Keiner der Kinder müsse Schmerzen erleiden, keiner an Infusionen ans Bett gefesselt sein. Mit Hilfe der Schmerztherapeuten und Ärzte werden die Kinder mit Schmerzpflaster oder auch Schmerzlollis versorgt, sodass die sie wie andere Kinder spielen und die Zeit in der Sternenbrücke genießen können. Es kommt viel Homöopathie zum Einsatz. Jedes Kind hat eine Patientenverfügung, natürlich durch die Eltern nach ausführlicher Beratung festgelegt. “Sie sind wie eine Hebamme, nur andersrum”, bekam die Leiterin mal von einer Mutter gesagt. Dieses Zitat hat mich an diesem Nachmittag sehr berührt und zum Nachdenken gebracht, wieso das Kinder-Hospiz Sternenbrücke “nur” ein Modellprojekt in Norddeutschland sei und wieso es nicht noch viel mehr solcher Einrichtungen gibt. In ganz Deutschland gibt es nur 14 Kinder- Hospize und die Sternenbrücke ist in ihrer Art zu arbeiten einzigartig, sodass aus der ganzen Republik Familien mit ihren Kindern dort hin kommen.
Therapeuten kommen ins Haus, um die Kinder zu behandeln, z.B. auf dem Galileo oder im Therapiebad mit 33° C. Seit 6 Wochen hat das Haus eine eigene Physiotherapeutin angestellt, die für die Kinder, Geschwisterkinder, Eltern und auch Angestellte unersetzlich zu sein scheint.
Aktuell sucht die Sternenbrücke 4 Kinderkrankenpfleger/innen!
Das gesamte Team wird super vorbereitet auf ihre außergewöhnliche Aufgabe im Kinder-Hospiz und Frau Nerge betont, dass Freizeit gerade in diesem besonderem Fachbereich ganz wichtig sei, um Kraft zu sammeln und einen Ausgleich zu haben. Speziell für das Team gibt es im Falle des Todes eines der betreuten Kinder viele Rituale und auch eine jährliche “Abschiedsfeier”, bei der an die Sternenkinder der Brücke gedacht wird.

[Bildbezogene Zeigedaten]
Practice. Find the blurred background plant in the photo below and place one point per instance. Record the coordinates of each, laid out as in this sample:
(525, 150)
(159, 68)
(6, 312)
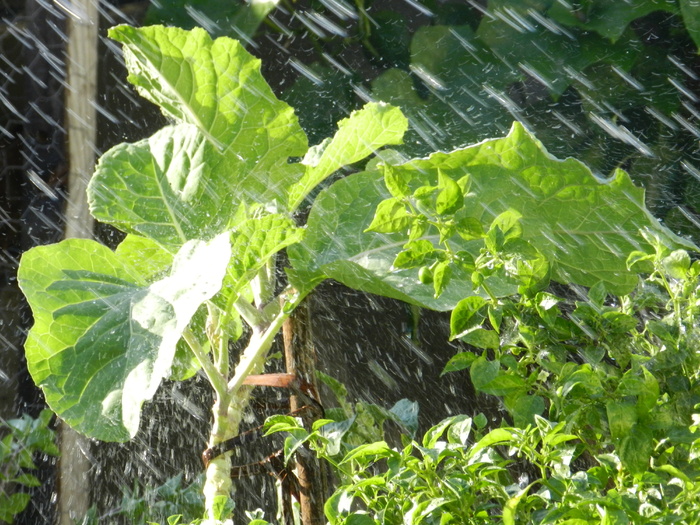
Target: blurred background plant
(22, 440)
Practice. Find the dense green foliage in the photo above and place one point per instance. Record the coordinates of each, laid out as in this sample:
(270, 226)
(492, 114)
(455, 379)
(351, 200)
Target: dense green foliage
(22, 440)
(578, 305)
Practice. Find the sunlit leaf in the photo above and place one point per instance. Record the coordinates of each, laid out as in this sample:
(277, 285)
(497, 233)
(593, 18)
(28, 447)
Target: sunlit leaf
(104, 338)
(358, 136)
(216, 86)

**Die Aufgabe**
Greife den Textauszug über das Kinder-Hospiz Sternenbrücke wieder auf und schreibe ihn nach seinem letzten Satz weiter. Die Zeilen werden hierfür nicht gebraucht.

**Lösung der Aufgabe**
Das Kinder-Hospiz Sternenbrücke hat einen Förderverein mit aktuell ca 1400 Mitgliedern. Der ist absolut notwendig, genau wie Einzelspenden, da das Haus im Jahr 1,7 Mio € benötigt. Nur 50% der laufenden Kosten werden durch die Krankenkassen getragen, nämlich die direkte Versorgung der betroffenen Kinder.
Bei der Führung durften wir uns in den wunderschön gestalteten Räumen umschauen. Insgesamt ist alles sehr hell, in gelb und hellem Holz mit einigen blauen Akzenten gehalten. Funktionalität und Barrierefreiheit im gesamten Haus ist gegeben und ich hab mich wirklich wohl gefühlt in den Räumlichkeiten.
Wir haben die Einzelzimmer und Appartments, den Musiktherapie- und Bewegungsraum angesehen, das Therapiebad zumindest von außen angeschaut, den Snoezelen-Raum, das Kaminzimmer, den Abschiedsraum, die behindertengerechten Spielplätze, den Garten und und und anschauen dürfen.
Insgesamt war es eine sehr angenehme Stimmung dort. Sehr ruhig, ohne Hektik und ich bin mit einem positiven Gefühl nach Hause gefahren. Natürlich gab es bewegende Momente, aber angstfrei und durchweg positiv.
Wer sich selber mal ein Bild von den Räumlichkeiten und der Kinder-Hospiz-Arbeit machen möchte, kann am 1. Mai 12-18 Uhr zum “Tag der offenen Tür” gehen, das Haus ist in jedem Jahr an diesem Tag für Gäste und Interessenten geöffnet.